**Source**
________
Saw this, after the initial reply, see below.
Kamil Paral wrote:
> Can you explain? Do you mean that rpmlint will read its default
config
> +
> /usr/share/rpmlint/whitelist/<package> ?
Yes, I would love to if rpmlint has internal support for per-package
config file (the actual path doesn't matter). There are some advantages:
1. rpmlint can use it even if you don't have that package installed, it
simply extracts it from the rpm file.
Extraction can be done no matter where the config file is installed.
2. You can be sure that only relevant config file gets loaded for
your
package. That means you don't waste performance on loaded several
thousand other config files and also you can be sure that no other
config file by accident influences your results.
-f option does this.
3. You surely don't want to have several thousand *.config files
directly
in /etc/rpmlint, it would be a mess. At least one more dir is needed
to keep it separated.
________
**Complete the following**
1. In the email about per-package rpmlint config files, which option is said to already ensure that only the relevant config file gets loaded?
2. Continue the email about per-package rpmlint config files from its last sentence.

**Dataset section**
________
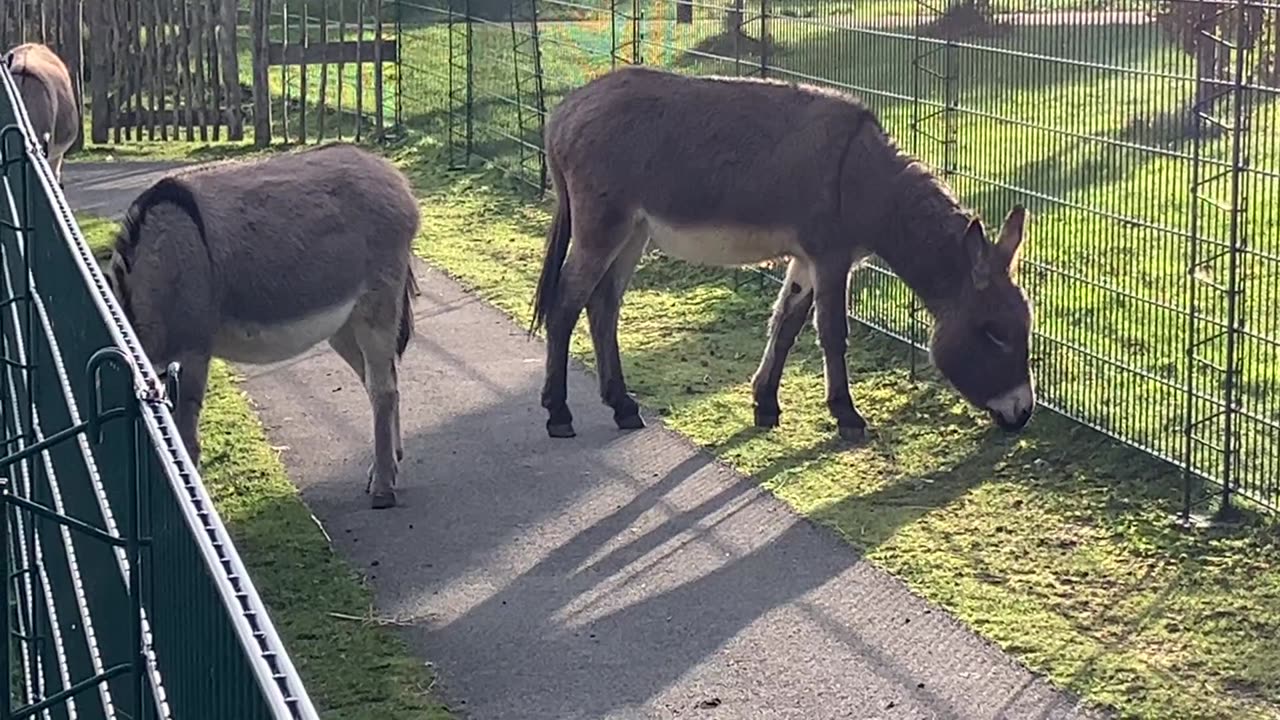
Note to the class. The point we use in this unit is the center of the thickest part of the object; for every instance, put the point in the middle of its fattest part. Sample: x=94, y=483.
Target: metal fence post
x=470, y=76
x=764, y=39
________
**Answers to the problems**
1. The -f option.

2.
I don't think thousand files in /etc/rpmlint or /usr/share/rpmlint/whitelist is
a big difference. If you have many of them they will fill up the directory no
matter the name.
4. These files should be stored in /etc at all I believe. They are
not
config files, which a system administrator would like to change.
They are more like a definition file. Those file will be changed only
by the package maintainer and will be distributed with next package
release. They should not be in /etc.
5. Package maintainers get the same output on their machines as we do
on ours.
-f <per-package-config> which is enabled by default then sounds like the least
invasive solution.
--
Alexander.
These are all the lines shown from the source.